### Passage
Researchers are pointing to the benefits of high schoolers beginning the school day later, and the St. Paul school district is listening -- first to the findings and next to parents and community members.
The district is putting in play for the 2015-16 school year the possibility of pushing back high-school and middle-school start times from 7:30 to 8:30 a.m.
Officials plan to gather input from a wide range of people, from teachers and coaches to students and parents to daycare providers and parks employees, in hopes of presenting to the school board in October a recommendation on school start times for the 2015-16 school year.
No changes are planned for 2014-15.
The district is weighing whether to follow a growing number of school systems that have decided to delay high school start times in the belief that students perform better if they sleep longer.
In March, the University of Minnesota released a study about teens and sleep, basing some of its research on developments in the South Washington County School District. Test scores have risen in the district's high schools since officials decided in 2009 to push back high school start times from 7:35 to 8:35 a.m.
For teens, the idea of going to bed early to wake up early doesn't work, a university researcher has said, because their bodies don't experience a natural shift into sleep until 11 p.m. -- no matter when the school start time might be. So the later the start, the better the chance of having a student ready to learn.

### Questions
1. Answer these questions about the St. Paul school start times article.
(a) What later start time is the St. Paul district considering for its high schools and middle schools?
(b) In what month do officials hope to present a recommendation to the school board?
(c) In what year did the South Washington County School District decide to push back its high school start times?
2. Rewrite the St. Paul school start times article starting with "Researchers are pointing" and going on through "planned for 2014-15.", putting "child care providers" in place of "daycare providers".
3. Continue the St. Paul school start times article from where it stops.

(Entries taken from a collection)

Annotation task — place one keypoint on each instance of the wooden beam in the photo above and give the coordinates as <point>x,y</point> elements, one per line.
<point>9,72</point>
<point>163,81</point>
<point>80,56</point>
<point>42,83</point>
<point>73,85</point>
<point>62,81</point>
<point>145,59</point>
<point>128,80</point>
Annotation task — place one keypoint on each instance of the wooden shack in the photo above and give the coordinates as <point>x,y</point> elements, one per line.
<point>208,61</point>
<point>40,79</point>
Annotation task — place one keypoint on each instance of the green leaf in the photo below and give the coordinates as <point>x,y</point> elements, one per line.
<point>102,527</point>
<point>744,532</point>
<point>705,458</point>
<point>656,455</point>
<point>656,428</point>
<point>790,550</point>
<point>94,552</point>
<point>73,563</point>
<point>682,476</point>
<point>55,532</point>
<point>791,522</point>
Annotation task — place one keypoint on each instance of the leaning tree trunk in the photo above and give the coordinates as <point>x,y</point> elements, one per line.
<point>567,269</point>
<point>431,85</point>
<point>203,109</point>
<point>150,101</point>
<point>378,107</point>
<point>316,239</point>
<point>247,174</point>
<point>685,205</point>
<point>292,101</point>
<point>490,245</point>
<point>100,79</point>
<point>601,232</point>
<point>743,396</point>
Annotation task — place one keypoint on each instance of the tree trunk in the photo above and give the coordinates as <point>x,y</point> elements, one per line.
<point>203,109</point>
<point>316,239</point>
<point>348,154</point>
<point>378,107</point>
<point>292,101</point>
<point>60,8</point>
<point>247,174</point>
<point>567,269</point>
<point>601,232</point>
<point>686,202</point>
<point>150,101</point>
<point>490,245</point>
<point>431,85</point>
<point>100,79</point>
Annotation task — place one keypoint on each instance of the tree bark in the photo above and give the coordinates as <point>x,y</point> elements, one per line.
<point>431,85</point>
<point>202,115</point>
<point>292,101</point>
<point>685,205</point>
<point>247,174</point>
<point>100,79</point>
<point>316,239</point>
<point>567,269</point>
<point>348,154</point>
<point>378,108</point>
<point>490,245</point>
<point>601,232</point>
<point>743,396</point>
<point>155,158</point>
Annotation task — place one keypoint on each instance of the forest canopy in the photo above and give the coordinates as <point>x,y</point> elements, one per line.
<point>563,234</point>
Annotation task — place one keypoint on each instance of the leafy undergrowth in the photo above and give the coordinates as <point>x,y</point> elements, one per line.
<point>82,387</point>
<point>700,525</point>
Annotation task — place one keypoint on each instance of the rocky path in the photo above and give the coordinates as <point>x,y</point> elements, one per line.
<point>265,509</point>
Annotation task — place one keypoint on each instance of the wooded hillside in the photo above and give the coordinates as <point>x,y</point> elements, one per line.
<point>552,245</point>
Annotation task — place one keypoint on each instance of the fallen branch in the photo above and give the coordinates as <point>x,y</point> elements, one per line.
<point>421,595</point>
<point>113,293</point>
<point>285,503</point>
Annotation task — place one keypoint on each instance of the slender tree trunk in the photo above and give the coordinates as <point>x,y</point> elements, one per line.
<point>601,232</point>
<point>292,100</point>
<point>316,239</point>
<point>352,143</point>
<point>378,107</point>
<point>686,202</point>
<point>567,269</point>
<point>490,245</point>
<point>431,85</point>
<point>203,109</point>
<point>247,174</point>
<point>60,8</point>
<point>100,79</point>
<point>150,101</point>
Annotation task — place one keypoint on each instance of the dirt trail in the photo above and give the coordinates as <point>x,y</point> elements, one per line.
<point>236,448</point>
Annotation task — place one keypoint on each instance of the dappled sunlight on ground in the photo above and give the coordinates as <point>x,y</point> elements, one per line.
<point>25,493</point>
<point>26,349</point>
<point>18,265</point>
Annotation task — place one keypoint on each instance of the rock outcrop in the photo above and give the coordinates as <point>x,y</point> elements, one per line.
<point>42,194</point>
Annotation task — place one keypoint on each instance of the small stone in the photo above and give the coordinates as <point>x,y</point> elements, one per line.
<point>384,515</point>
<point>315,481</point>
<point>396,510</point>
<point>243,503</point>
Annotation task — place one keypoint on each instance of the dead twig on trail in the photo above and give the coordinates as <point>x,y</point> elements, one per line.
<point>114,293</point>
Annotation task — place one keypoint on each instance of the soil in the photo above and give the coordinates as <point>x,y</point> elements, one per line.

### Exercise answers
1.
(a) 8:30 a.m.
(b) October
(c) 2009

2.
Researchers are pointing to the benefits of high schoolers beginning the school day later, and the St. Paul school district is listening -- first to the findings and next to parents and community members.
The district is putting in play for the 2015-16 school year the possibility of pushing back high-school and middle-school start times from 7:30 to 8:30 a.m.
Officials plan to gather input from a wide range of people, from teachers and coaches to students and parents to child care providers and parks employees, in hopes of presenting to the school board in October a recommendation on school start times for the 2015-16 school year.
No changes are planned for 2014-15.

3.
In St. Paul, a potential challenge for elementary-school students and parents -- if later starts are recommended and approved for secondary students -- would be bus pick-ups as early as 6:30 a.m. for some children.
The district has created a webpage, "Rethinking School Start Times for 2015-16," that now contains research and other information. Soon, Superintendent Valeria Silva said recently, the page also will have a survey available for family, staff and community members.
The webpage is at: http://www.spps.org/starttimes
On Tuesday, May 6, at 6:30 p.m., Highland Park Senior High will host a presentation, "Pediatric Sleep Medicine: Informing High School Policy," by Dr. John Garcia, a pediatric sleep specialist at Gillette Children's Specialty Healthcare. The event is being held in the school's auditorium and is open to the public.